-- Material provided start --

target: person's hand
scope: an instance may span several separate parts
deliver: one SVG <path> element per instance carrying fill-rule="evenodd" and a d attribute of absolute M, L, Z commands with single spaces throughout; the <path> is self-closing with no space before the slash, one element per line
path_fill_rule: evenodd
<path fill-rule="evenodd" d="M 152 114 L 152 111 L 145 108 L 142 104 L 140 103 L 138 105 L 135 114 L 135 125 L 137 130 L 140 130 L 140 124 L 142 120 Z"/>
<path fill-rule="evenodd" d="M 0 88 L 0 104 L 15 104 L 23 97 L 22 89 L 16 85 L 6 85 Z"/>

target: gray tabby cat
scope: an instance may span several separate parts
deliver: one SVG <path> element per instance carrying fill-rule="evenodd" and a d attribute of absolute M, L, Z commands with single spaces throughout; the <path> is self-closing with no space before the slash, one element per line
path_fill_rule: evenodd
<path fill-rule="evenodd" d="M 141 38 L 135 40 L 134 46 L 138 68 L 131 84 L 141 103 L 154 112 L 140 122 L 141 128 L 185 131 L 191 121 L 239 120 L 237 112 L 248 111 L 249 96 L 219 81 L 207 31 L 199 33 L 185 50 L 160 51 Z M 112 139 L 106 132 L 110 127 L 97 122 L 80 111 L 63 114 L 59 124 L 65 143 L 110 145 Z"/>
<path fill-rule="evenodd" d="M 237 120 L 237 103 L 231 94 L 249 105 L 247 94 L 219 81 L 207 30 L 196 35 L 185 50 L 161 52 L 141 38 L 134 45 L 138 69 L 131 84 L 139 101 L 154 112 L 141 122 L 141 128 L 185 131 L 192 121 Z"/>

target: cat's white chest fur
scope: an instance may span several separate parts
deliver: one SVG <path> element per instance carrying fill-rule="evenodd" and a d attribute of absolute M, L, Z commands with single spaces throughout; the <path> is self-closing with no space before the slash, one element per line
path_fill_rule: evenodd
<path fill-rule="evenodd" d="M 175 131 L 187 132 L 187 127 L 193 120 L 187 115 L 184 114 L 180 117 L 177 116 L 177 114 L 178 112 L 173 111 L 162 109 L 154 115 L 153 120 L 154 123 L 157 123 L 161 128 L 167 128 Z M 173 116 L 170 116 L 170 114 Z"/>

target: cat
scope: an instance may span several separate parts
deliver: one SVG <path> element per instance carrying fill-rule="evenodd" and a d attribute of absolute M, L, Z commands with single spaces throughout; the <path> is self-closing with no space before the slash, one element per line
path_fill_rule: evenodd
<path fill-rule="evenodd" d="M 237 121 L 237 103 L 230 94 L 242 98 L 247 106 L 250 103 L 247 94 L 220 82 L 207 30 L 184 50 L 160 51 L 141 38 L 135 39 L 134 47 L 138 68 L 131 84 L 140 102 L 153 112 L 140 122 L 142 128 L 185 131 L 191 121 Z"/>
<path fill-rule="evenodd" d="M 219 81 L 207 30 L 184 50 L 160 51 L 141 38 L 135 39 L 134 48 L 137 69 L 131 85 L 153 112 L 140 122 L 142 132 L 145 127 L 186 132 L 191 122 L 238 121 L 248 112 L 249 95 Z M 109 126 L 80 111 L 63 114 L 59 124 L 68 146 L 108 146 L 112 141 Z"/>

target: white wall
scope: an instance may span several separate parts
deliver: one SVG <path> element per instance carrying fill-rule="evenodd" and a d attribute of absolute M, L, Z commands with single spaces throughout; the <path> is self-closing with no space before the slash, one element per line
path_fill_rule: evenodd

-- Material provided end --

Instructions for the task
Render every line of the records above as a JSON array of strings, with one string per line and blank lines omitted.

Response to the task
[
  "target: person's hand",
  "scope: an instance may span several separate parts",
  "deliver: one SVG <path> element per instance carrying fill-rule=\"evenodd\" and a d attribute of absolute M, L, Z commands with single spaces throughout; the <path> is self-closing with no space before the slash, one element per line",
  "path_fill_rule: evenodd",
  "<path fill-rule=\"evenodd\" d=\"M 152 114 L 152 111 L 145 108 L 142 104 L 140 103 L 138 105 L 135 114 L 135 125 L 137 130 L 140 130 L 140 124 L 142 120 Z\"/>",
  "<path fill-rule=\"evenodd\" d=\"M 0 88 L 0 104 L 15 104 L 23 97 L 22 89 L 16 85 L 6 85 Z\"/>",
  "target: gray tabby cat",
  "scope: an instance may span several separate parts",
  "deliver: one SVG <path> element per instance carrying fill-rule=\"evenodd\" and a d attribute of absolute M, L, Z commands with single spaces throughout; the <path> is self-closing with no space before the slash, one element per line",
  "path_fill_rule: evenodd",
  "<path fill-rule=\"evenodd\" d=\"M 141 38 L 135 40 L 134 46 L 138 68 L 131 84 L 141 103 L 154 112 L 140 122 L 141 128 L 185 131 L 191 121 L 239 120 L 237 112 L 248 111 L 249 96 L 219 81 L 207 31 L 199 33 L 185 50 L 160 51 Z M 112 139 L 106 132 L 110 127 L 97 122 L 80 111 L 63 114 L 59 124 L 65 143 L 110 145 Z\"/>",
  "<path fill-rule=\"evenodd\" d=\"M 237 120 L 237 103 L 231 94 L 249 105 L 247 94 L 219 81 L 207 30 L 196 35 L 185 50 L 161 52 L 141 38 L 134 45 L 138 69 L 131 84 L 139 101 L 154 112 L 141 122 L 141 128 L 185 131 L 192 121 Z\"/>",
  "target: cat's white chest fur",
  "scope: an instance may span several separate parts",
  "deliver: one SVG <path> element per instance carrying fill-rule=\"evenodd\" and a d attribute of absolute M, L, Z commands with single spaces throughout; the <path> is self-closing with no space before the slash, one element per line",
  "path_fill_rule: evenodd",
  "<path fill-rule=\"evenodd\" d=\"M 175 131 L 187 132 L 187 127 L 193 120 L 187 115 L 184 114 L 180 117 L 177 116 L 177 114 L 178 112 L 173 111 L 162 109 L 154 115 L 153 120 L 154 123 L 157 123 L 161 128 L 167 128 Z M 173 116 L 170 116 L 170 114 Z\"/>",
  "target: cat",
  "scope: an instance may span several separate parts",
  "deliver: one SVG <path> element per instance carrying fill-rule=\"evenodd\" and a d attribute of absolute M, L, Z commands with single spaces throughout; the <path> is self-closing with no space before the slash, one element per line",
  "path_fill_rule: evenodd",
  "<path fill-rule=\"evenodd\" d=\"M 237 121 L 237 103 L 230 94 L 242 98 L 247 106 L 250 103 L 247 94 L 220 82 L 207 30 L 184 50 L 160 51 L 141 38 L 135 39 L 134 47 L 138 68 L 131 84 L 140 102 L 153 112 L 140 122 L 142 128 L 185 131 L 191 121 Z\"/>",
  "<path fill-rule=\"evenodd\" d=\"M 219 81 L 207 30 L 184 50 L 160 51 L 141 38 L 135 39 L 134 48 L 137 69 L 131 85 L 153 112 L 140 122 L 142 132 L 145 127 L 186 132 L 191 122 L 238 121 L 248 112 L 249 95 Z M 109 126 L 80 111 L 63 114 L 59 124 L 68 146 L 108 146 L 112 141 Z\"/>",
  "target: white wall",
  "scope: an instance may span several separate parts",
  "deliver: one SVG <path> element per instance carrying fill-rule=\"evenodd\" and a d attribute of absolute M, L, Z commands with single spaces throughout; the <path> is self-closing with no space before the slash, one element per line",
  "path_fill_rule: evenodd"
]